*TASK 1*: Using the passage on energy for the developing world, decide whether each statement agrees with it: (a) AHEAD Energy was started by Ben Ebenhack and his wife; (b) a conventional steel pipeline in Mozambique would have cost $1 million; (c) the Mozambique gas field lay 60 miles from the town. Answer yes or no for each, quoting the deciding words.
*TASK 2*: According to the passage on energy for the developing world, how many people die each year from complications caused by cooking over burning wood?
*TASK 3*: Carry on the passage on energy for the developing world from its final sentence.
START SUPPLIED PASSAGE
University of Rochester

Energy for the Developing World

October 7, 2010

Developing alternative energy technologies that can make the United States and other industrialized nations more energy efficient and less reliant on a limited supply of fossil fuels has become a major focus of the high-tech industry. But for the developing world, simply having access to any energy at all is a major challenge.

Each year, engineering students at the Hajim School travel to Africa and elsewhere around the globe looking for ways to bring energy to regions that don't have reliable power. Most of the projects are administered by AHEAD Energy, a nonprofit organization started by chemical engineering lecturer Ben Ebenhack and his wife Mary Jeanette.

One of AHEAD's first successes came in Mozambique where there was a gas field 60 miles from a town in which energy was scarce. The methane gas had never been exploited because the obvious options for harvesting the gas were not feasible. First, the route between the gas field and the town was a known ambush route, patrolled by armed militants, so it would have been dangerous to bottle the gas and truck it to the town. Laying a conventional steel pipeline would have cost $60 million, which didn't make sense given the amount of gas that could be garnered. A graduate student Mike Mellish did a cost benefit analysis, though, and figured out that a polyethylene pipe could be constructed for $1 million and it would serve the purpose satisfactorily.

Energy is the most overlooked need that separates Africa from development, accord¬ing to Ben Ebenhack. Lack of modern energy can be blamed for many of the most dire problems in the region, he says. For instance, hospitals can't provide adequate health care when they can't refrigerate medicines, or their power goes out during a surgery. And 2 million people each year die from complications caused by cooking over burning wood.
END SUPPLIED PASSAGE
START SUPPLIED INFORMATION
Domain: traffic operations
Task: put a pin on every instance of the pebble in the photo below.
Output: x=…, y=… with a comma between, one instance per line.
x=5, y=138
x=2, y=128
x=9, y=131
END SUPPLIED INFORMATION
*RESPONSE AREA 1*:
(a) Yes: "a nonprofit organization started by chemical engineering lecturer Ben Ebenhack and his wife Mary Jeanette"
(b) No: "Laying a conventional steel pipeline would have cost $60 million"
(c) Yes: "there was a gas field 60 miles from a town in which energy was scarce"

*RESPONSE AREA 2*: 2 million people each year.

*RESPONSE AREA 3*:
Last winter, chemical engineering senior Suze Ninh and Kauffman Entrepreneurial Year (KEY) student Samantha Ruiz traveled to Taiwan to learn about a submerged river turbine—a device that works similar to a wind turbine, but is instead powered by the rushing water of a river. Now the goal is to deploy the technology in Western Uganda in order to generate power to sell to the local grid and fund a rural development center.

Another team of engineering students including David Wituszinski and alumnus Boston Nyer has been working on creating a database of energy technologies and an algorithm that can be used to select the right technology for the right situation. They have accumulated about 160 small-scale energy technologies from solar thermal generators to various types of photovoltaic and wind-power devices. The idea is to have the program take data on a client's needs and resources from a questionnaire and pair the client with one or more technologies that they could imple¬ment. The Hajim School continues to expand its global outreach. Last year, a chapter of Engineers Without Borders was officially started on campus, and a new solar energy graduate program will encourage students to spend time working on projects in Africa.